Requirements: Print out each record below, unaltered and complete, without its images.

Records provided:
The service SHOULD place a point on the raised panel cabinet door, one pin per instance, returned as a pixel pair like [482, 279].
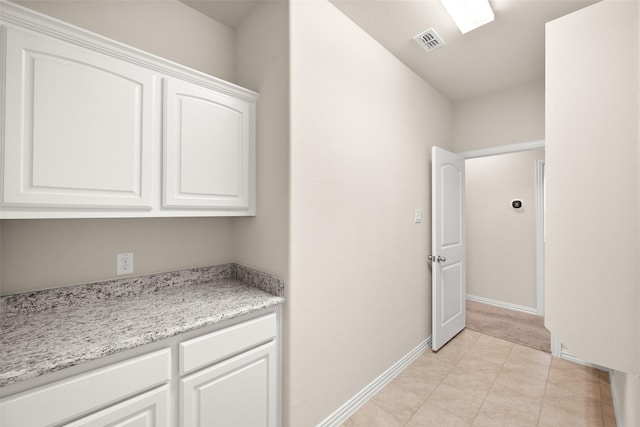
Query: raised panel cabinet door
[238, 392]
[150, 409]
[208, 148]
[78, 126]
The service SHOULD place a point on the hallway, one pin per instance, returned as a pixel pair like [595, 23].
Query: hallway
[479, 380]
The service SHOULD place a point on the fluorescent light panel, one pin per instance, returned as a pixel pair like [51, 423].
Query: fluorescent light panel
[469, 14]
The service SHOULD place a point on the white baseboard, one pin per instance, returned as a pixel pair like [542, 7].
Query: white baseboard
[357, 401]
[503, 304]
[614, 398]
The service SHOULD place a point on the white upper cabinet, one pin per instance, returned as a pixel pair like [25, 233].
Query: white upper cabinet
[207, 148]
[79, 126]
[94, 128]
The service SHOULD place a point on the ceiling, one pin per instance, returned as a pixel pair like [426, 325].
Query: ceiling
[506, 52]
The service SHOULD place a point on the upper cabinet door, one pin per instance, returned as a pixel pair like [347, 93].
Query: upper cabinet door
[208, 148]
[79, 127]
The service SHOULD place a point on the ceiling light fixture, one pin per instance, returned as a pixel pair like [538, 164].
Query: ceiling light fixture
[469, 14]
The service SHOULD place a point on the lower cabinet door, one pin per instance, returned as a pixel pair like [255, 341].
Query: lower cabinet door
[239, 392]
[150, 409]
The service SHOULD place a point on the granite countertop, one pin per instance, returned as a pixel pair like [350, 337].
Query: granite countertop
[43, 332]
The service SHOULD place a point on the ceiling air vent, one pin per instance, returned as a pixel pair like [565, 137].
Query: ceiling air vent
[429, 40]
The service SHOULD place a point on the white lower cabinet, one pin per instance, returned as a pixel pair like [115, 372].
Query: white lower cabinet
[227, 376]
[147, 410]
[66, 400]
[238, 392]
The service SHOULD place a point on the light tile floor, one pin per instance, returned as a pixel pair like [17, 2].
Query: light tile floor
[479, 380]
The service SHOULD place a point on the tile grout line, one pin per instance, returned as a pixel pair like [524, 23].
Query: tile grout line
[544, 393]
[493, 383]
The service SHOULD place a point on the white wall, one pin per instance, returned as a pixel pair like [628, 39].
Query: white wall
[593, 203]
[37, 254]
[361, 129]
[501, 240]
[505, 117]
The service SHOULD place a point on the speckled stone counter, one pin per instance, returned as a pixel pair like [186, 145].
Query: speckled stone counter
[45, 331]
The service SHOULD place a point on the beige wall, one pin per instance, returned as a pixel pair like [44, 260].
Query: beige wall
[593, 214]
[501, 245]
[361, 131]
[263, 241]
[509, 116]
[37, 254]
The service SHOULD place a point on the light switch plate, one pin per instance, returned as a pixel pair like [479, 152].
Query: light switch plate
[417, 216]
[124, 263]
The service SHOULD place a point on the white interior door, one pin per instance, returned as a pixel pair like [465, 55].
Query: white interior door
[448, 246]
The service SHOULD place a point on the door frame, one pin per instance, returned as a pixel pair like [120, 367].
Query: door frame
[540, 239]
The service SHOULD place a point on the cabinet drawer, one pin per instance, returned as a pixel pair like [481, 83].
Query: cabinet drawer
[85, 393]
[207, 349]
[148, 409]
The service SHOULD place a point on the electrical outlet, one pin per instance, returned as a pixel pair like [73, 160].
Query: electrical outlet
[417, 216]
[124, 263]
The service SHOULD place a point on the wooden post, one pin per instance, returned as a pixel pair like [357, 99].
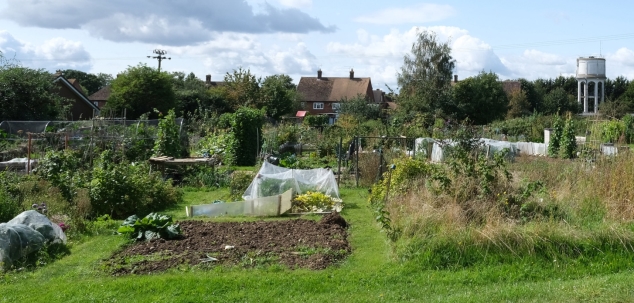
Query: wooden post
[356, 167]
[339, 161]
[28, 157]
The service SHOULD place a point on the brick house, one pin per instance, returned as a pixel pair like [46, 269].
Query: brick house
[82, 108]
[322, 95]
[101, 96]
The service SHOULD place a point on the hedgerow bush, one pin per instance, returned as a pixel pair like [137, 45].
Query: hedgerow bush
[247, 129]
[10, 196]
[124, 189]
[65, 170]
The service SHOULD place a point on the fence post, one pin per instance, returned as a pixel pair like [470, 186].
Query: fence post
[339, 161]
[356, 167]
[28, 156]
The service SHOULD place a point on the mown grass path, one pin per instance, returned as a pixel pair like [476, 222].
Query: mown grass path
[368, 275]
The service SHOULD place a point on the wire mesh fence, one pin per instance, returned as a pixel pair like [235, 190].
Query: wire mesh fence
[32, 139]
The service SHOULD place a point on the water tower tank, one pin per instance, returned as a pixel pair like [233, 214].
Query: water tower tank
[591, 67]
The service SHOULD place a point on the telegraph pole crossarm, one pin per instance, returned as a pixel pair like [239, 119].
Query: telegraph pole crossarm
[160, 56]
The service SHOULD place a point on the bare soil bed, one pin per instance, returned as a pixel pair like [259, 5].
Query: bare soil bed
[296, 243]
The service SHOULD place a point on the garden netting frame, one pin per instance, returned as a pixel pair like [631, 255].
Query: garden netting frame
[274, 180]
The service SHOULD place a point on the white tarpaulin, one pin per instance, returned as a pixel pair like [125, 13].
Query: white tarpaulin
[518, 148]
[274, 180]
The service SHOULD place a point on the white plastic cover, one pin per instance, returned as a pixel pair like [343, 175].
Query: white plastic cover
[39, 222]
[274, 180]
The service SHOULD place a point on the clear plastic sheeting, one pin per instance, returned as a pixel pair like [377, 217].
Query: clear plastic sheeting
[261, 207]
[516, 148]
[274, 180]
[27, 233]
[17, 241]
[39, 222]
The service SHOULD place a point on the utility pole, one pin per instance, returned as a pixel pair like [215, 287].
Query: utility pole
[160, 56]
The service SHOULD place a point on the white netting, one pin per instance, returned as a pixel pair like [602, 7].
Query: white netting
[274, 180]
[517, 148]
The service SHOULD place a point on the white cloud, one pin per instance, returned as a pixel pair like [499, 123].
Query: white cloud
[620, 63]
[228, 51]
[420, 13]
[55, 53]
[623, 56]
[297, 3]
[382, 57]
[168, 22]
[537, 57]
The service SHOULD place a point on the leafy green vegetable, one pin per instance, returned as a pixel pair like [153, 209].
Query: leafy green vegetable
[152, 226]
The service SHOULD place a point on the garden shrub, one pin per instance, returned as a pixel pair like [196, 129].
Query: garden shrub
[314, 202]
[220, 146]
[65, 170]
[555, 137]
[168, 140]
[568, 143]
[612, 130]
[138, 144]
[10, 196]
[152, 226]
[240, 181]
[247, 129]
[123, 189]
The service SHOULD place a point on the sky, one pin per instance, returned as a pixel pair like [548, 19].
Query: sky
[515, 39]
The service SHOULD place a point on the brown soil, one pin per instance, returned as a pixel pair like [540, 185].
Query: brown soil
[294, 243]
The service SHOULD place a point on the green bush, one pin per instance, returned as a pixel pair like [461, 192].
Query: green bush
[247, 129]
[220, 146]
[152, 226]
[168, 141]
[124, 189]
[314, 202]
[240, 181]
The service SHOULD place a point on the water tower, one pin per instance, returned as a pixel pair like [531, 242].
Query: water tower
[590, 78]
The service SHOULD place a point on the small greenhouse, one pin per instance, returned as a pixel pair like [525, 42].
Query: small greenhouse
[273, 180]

Task response:
The service SHOULD place a point on the raised panel cabinet door, one pin per instance, returned as a pixel pair like [482, 279].
Query: raised panel cabinet door
[238, 392]
[150, 409]
[208, 148]
[78, 126]
The service SHOULD place a point on the hallway, one pin per instance, returned as a pixel pair like [595, 23].
Query: hallway
[479, 380]
The service SHOULD place a point on the fluorescent light panel, one pin per instance, returned as a pixel pair like [51, 423].
Query: fluorescent light panel
[469, 14]
The service SHOULD place a point on the white baseboard, one pin per instance, returned as a pixel pair like [542, 7].
Query: white baseboard
[357, 401]
[503, 304]
[614, 398]
The service SHOULD place a point on the white upper cabinet, one pin per instance, returned as a pixel pair like [25, 233].
Query: white upper cabinet
[207, 148]
[79, 126]
[94, 128]
The service SHOULD place a point on the ceiling, one pin per instance, returned as a pixel pair like [426, 325].
Query: ceiling
[506, 52]
The service SHOULD place a point on the upper cabinet door, one pin per instance, returned as a pixel pair like [347, 93].
Query: upper cabinet door
[208, 148]
[79, 127]
The service SHOULD place a point on the ceiling light fixture, one pin per instance, returned as a pixel pair like [538, 164].
Query: ceiling light fixture
[469, 14]
The service SHOULD place a point on the lower cabinet door, one pin per instance, returned as a pixel pair like [255, 341].
Query: lower cabinet door
[239, 392]
[150, 409]
The service SHOULD place a point on the granite countertop, one pin per instance, returned as a pixel pair like [350, 337].
Query: granite countertop
[43, 332]
The service SHOULD place a point on the ceiling air vent, one pin per instance, returned as a pixel pair like [565, 137].
Query: ceiling air vent
[429, 40]
The service SHOULD place a point on the white lower cabinet, one pin per instance, returned as a pixel pair like [115, 372].
Query: white lower cabinet
[227, 376]
[147, 410]
[66, 400]
[238, 392]
The service SHOULD place a point on the light tile floor, one pin per instance, returned as a pixel pair like [17, 2].
Query: light tile floor
[479, 380]
The service SHOULD place a point on the tile grout line, one pin per instance, returned as a pixel pair like [524, 23].
Query: tile grout line
[544, 393]
[493, 383]
The service SHOULD place a point on the white wall, one pin per instance, returned as a pixel pair like [628, 39].
Query: white wall
[593, 203]
[37, 254]
[361, 129]
[501, 240]
[505, 117]
The service SHOULD place a point on the speckled stone counter, one pin per instance, returned as a pixel pair like [186, 145].
Query: speckled stone counter
[45, 331]
The service SHOULD place a point on the beige wall, one pin per instance, returned as a pixel pair like [44, 260].
Query: beige wall
[593, 214]
[501, 245]
[361, 131]
[263, 241]
[509, 116]
[37, 254]
The service SHOULD place a point on the light switch plate, one pin per instance, returned as a pixel pair like [479, 152].
Query: light switch plate
[417, 216]
[124, 263]
The service SHOULD place a point on the white interior door, one pin per instance, returned as a pixel pair like [465, 55].
Query: white interior door
[448, 246]
The service SHOULD place a point on the door frame, one pin per instance, returned as a pixel pair like [120, 367].
Query: door frame
[540, 239]
The service SHOULD place a point on the cabinet drawer, one pin per instance, returned as a pixel pair like [481, 83].
Query: cabinet drawer
[85, 393]
[207, 349]
[148, 409]
The service SHOULD place a point on the electrical outlet, one pin per instance, returned as a pixel pair like [73, 160].
Query: electrical outlet
[417, 216]
[124, 263]
The service SHOULD place a point on the wooden post, one pin per instance, returned as a pixel pair like [357, 99].
Query: wooden post
[356, 167]
[339, 161]
[28, 157]
The service SHOULD place a point on the brick house, one pin per instance, returned as a pixel pair like [46, 269].
Query: brick house
[82, 108]
[322, 95]
[101, 96]
The service SHOULD place a point on the hedgerow bush, one pin per instance, returned as a pixel pair like [137, 45].
Query: hedgerow bush
[247, 129]
[10, 196]
[124, 189]
[65, 170]
The service SHOULD place a point on the fence post, one pin per instance, returned as a pixel pair like [470, 186].
Query: fence post
[339, 161]
[356, 167]
[28, 156]
The service SHOULD place a point on the mown grass path, one pin per instance, returned as a pixel pair like [476, 222].
Query: mown grass path
[368, 275]
The service SHOULD place a point on the wire mesh fence, one pin per instance, returned as a pixel pair like [235, 190].
Query: wire mesh fence
[32, 139]
The service SHOULD place a point on the water tower tank, one pin per instance, returned as a pixel pair like [233, 214].
Query: water tower tank
[591, 67]
The service SHOULD place a point on the telegraph pole crossarm, one pin per instance, returned as a pixel pair like [239, 119].
Query: telegraph pole crossarm
[160, 56]
The service SHOULD place a point on the bare soil bed, one pin per instance, returned as a pixel pair like [259, 5].
Query: bare soil bed
[296, 243]
The service SHOULD place a point on the garden netting frame, one pin per instance, returned as a pixel pair like [631, 255].
Query: garden netting frame
[274, 180]
The service SHOULD place a point on the white tarpaulin, one pin per instance, returned as a pixel pair like [125, 13].
Query: white tarpaulin
[518, 148]
[274, 180]
The service SHOULD place a point on the white plastic cover, one pin per instance, returned as a pixel pair like [343, 175].
Query: white plastic cover
[39, 222]
[274, 180]
The service SHOULD place a point on the clear plastic sheeting, one pin per instance, returned as a pixel pair like [377, 217].
Query: clear plastic sheeting
[261, 207]
[516, 148]
[274, 180]
[27, 233]
[17, 241]
[39, 222]
The service SHOULD place a point on the utility pole, one pin per instance, returned as a pixel pair like [215, 287].
Query: utility pole
[160, 56]
The service SHOULD place a point on the white netting, one pin per instance, returned as a pixel pair like [602, 7].
Query: white netting
[274, 180]
[517, 148]
The service SHOULD place a point on the white cloud, one pin per instance, returned as a pixel pair like [499, 123].
Query: white cloud
[620, 63]
[228, 51]
[420, 13]
[55, 53]
[623, 56]
[297, 3]
[382, 57]
[168, 22]
[537, 57]
The service SHOULD place a point on the leafy green vegetable, one pin per instance, returned as a pixel pair like [153, 209].
Query: leafy green vegetable
[152, 226]
The service SHOULD place a point on the garden shrub, one pin per instance, returned as a pixel pair like [196, 129].
Query: garden shrub
[314, 202]
[220, 146]
[65, 170]
[555, 137]
[168, 140]
[568, 143]
[612, 130]
[138, 144]
[10, 196]
[152, 226]
[240, 181]
[247, 129]
[123, 189]
The service SHOULD place a point on the sky, one pin per instance, returned as a pixel pair like [548, 19].
Query: sky
[515, 39]
The service SHOULD place a point on the brown soil, one pin per instance, returned as a pixel pair like [540, 185].
Query: brown soil
[294, 243]
The service SHOULD place a point on the green bush, one pin per instance, returned as a pixel pair like [461, 192].
Query: green bush
[247, 129]
[220, 146]
[152, 226]
[168, 141]
[124, 189]
[314, 202]
[240, 181]
The service SHOULD place a point on the water tower, one pin per instance, returned as a pixel pair like [531, 242].
Query: water tower
[590, 78]
The service SHOULD place a point on the small greenhouse, one pin per instance, returned as a pixel pair like [525, 42].
Query: small greenhouse
[273, 180]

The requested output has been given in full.